----- Records to process -----

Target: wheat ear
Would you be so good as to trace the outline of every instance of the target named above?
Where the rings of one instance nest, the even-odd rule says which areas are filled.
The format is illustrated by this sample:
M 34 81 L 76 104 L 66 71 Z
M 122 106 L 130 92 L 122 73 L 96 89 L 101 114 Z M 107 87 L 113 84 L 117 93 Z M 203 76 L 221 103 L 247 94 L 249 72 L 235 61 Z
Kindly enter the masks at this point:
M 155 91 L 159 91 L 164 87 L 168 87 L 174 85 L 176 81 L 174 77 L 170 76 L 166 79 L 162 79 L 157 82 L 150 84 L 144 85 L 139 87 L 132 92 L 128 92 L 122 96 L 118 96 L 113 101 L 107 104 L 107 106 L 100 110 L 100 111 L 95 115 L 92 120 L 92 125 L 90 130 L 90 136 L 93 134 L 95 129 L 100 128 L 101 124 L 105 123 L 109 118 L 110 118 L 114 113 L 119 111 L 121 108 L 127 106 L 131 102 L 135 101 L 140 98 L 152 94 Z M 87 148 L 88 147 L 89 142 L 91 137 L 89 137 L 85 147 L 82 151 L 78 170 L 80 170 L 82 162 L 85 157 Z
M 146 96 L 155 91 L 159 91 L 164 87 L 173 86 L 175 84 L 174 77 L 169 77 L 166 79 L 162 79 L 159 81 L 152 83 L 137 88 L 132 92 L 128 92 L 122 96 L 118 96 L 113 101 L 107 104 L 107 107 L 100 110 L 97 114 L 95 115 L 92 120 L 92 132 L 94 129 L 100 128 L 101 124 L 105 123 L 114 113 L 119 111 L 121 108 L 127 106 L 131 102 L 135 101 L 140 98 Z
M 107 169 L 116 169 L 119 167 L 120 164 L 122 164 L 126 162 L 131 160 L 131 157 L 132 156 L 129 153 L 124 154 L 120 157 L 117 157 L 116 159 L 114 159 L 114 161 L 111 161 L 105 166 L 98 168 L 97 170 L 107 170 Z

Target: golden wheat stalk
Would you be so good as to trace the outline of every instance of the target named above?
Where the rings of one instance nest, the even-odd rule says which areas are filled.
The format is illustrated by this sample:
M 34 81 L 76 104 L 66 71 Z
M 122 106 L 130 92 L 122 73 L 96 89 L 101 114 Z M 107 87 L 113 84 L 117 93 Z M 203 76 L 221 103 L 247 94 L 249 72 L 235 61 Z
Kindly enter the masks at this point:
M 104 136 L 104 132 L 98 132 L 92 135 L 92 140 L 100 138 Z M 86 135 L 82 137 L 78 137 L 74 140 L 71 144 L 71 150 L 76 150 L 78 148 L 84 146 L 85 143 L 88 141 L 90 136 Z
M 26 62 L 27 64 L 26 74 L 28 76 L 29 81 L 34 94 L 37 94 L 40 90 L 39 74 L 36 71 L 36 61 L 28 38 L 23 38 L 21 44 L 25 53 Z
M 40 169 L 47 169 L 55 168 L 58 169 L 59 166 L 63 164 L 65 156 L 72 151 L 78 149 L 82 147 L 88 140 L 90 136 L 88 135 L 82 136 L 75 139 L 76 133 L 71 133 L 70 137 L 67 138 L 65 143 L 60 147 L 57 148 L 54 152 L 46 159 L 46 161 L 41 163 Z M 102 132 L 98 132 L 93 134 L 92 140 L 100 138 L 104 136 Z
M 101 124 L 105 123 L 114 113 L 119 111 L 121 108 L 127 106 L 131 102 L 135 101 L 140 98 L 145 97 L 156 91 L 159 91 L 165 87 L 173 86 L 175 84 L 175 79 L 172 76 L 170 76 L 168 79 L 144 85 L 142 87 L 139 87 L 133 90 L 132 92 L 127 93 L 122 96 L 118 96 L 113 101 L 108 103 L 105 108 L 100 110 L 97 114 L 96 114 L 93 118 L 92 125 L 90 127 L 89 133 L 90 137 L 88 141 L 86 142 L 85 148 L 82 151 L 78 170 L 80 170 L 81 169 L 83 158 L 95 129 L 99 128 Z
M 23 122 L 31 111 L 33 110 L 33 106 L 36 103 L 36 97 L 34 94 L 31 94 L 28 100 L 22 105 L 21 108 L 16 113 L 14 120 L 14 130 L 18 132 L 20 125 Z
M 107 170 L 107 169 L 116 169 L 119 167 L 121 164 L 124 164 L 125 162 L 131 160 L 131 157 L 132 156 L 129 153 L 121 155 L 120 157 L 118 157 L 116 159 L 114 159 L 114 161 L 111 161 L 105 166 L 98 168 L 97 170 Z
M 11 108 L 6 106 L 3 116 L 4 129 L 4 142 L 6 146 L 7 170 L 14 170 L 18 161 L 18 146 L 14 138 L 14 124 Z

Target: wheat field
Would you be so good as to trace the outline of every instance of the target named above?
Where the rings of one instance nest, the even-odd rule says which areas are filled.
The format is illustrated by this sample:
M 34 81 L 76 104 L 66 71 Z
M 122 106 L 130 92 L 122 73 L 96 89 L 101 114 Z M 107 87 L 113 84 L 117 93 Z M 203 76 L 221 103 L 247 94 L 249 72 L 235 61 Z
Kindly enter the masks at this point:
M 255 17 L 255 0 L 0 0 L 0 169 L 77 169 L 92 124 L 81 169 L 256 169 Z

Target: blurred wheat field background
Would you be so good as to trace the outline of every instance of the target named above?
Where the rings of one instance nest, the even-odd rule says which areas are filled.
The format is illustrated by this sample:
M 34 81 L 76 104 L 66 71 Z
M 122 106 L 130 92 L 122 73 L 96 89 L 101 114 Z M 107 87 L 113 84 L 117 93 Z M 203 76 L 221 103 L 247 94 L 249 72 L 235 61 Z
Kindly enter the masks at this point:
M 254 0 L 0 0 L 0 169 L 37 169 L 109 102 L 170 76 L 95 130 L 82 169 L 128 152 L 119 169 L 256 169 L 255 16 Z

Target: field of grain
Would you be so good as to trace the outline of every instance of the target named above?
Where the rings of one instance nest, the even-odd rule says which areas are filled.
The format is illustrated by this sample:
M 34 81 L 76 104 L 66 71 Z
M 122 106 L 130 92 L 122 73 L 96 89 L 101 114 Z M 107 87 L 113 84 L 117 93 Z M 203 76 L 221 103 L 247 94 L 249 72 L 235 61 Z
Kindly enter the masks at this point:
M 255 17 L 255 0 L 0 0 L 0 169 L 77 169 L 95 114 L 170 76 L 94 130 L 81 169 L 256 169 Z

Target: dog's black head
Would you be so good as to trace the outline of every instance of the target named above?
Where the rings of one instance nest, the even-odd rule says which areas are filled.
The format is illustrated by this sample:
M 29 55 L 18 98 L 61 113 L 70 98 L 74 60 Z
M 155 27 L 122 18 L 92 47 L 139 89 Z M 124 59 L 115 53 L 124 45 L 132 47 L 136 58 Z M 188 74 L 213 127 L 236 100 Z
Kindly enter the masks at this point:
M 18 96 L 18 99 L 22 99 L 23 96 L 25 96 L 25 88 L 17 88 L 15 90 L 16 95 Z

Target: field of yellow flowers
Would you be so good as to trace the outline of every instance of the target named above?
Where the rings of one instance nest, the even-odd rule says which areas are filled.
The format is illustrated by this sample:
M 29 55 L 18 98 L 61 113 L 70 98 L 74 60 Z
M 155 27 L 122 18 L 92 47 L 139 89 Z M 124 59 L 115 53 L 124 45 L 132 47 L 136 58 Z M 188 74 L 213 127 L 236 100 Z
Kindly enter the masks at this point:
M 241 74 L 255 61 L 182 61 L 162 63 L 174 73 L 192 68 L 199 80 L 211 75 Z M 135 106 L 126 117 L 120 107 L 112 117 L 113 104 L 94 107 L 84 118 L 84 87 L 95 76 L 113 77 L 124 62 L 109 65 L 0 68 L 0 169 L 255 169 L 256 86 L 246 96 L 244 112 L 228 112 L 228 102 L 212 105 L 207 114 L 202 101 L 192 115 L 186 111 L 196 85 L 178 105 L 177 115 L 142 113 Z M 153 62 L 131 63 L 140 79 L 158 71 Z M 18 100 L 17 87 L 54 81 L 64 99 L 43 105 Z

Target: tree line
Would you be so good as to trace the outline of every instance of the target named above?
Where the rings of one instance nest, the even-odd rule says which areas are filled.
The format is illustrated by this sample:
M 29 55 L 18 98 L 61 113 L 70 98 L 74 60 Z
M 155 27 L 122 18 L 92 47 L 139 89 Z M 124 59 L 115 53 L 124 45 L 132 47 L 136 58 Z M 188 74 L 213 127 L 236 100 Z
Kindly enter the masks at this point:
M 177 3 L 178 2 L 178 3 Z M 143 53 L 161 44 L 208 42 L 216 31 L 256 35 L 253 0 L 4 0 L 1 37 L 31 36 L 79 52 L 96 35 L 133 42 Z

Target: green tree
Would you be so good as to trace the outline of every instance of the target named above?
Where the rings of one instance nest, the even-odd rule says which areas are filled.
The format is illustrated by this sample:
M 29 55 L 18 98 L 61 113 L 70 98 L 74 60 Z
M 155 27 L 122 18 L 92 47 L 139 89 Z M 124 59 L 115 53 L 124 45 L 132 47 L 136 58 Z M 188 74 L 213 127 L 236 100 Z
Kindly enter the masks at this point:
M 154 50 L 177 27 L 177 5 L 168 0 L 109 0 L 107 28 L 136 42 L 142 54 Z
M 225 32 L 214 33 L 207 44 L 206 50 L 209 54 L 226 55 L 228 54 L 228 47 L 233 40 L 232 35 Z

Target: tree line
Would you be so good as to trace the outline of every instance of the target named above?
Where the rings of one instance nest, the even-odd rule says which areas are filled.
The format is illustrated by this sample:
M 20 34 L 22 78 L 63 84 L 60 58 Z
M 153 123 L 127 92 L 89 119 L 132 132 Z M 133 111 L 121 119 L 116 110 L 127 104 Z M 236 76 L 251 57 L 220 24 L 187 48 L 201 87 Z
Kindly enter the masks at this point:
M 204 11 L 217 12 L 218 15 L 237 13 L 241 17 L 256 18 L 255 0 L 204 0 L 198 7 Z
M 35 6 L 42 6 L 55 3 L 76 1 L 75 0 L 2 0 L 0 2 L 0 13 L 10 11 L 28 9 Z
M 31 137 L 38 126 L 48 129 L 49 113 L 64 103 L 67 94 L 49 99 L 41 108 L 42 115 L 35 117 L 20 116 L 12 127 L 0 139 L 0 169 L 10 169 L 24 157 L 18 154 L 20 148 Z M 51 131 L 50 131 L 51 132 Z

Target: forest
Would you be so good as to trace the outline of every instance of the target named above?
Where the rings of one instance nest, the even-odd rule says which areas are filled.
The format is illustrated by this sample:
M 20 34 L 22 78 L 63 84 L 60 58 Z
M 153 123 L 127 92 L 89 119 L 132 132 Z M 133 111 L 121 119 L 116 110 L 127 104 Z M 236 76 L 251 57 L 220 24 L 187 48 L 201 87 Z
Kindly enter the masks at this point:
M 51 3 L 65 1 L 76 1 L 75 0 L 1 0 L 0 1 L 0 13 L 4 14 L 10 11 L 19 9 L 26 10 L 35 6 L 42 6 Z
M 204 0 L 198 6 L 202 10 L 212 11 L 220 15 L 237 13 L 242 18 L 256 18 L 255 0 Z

-----

Rewrite the part of the listing that runs from its start through the line containing "M 107 169 L", changing "wheat ear" to "grain head" and leaving everything else as it is.

- **Result of the exercise**
Target: grain head
Would you be so good as to trace the outline of every instance of the target named above?
Where the rings of one instance nest, the even-odd rule says which areas are filled.
The format is illustrated by this sample:
M 34 81 L 76 104 L 66 71 Z
M 122 106 L 130 92 L 122 73 L 96 89 L 101 114 Z M 107 87 L 113 84 L 117 93 Z M 203 76 L 221 103 L 247 94 L 249 72 L 235 61 Z
Kindly enter the masks at this point:
M 155 91 L 159 91 L 164 87 L 168 87 L 174 85 L 176 81 L 174 77 L 170 76 L 166 79 L 162 79 L 157 82 L 150 84 L 144 85 L 139 87 L 132 92 L 128 92 L 122 96 L 118 96 L 113 101 L 107 104 L 107 106 L 100 110 L 100 111 L 95 115 L 92 120 L 92 125 L 90 130 L 90 136 L 93 134 L 95 129 L 100 128 L 101 124 L 105 123 L 109 118 L 110 118 L 114 113 L 119 111 L 121 108 L 127 106 L 131 102 L 135 101 L 140 98 L 152 94 Z M 87 148 L 88 147 L 89 142 L 91 137 L 89 137 L 85 147 L 82 151 L 78 170 L 80 170 L 82 162 L 85 157 Z
M 146 96 L 155 91 L 159 91 L 164 87 L 173 86 L 175 84 L 174 77 L 169 77 L 166 79 L 162 79 L 159 81 L 152 83 L 137 88 L 132 92 L 128 92 L 122 96 L 118 96 L 113 101 L 107 104 L 107 107 L 100 110 L 97 114 L 95 115 L 92 120 L 92 132 L 94 129 L 100 128 L 101 124 L 105 123 L 114 113 L 119 111 L 121 108 L 127 106 L 131 102 L 135 101 L 140 98 Z
M 107 169 L 116 169 L 119 167 L 120 164 L 122 164 L 126 162 L 131 160 L 131 157 L 132 156 L 129 153 L 124 154 L 120 157 L 117 157 L 116 159 L 114 159 L 114 161 L 111 161 L 105 166 L 98 168 L 97 170 L 107 170 Z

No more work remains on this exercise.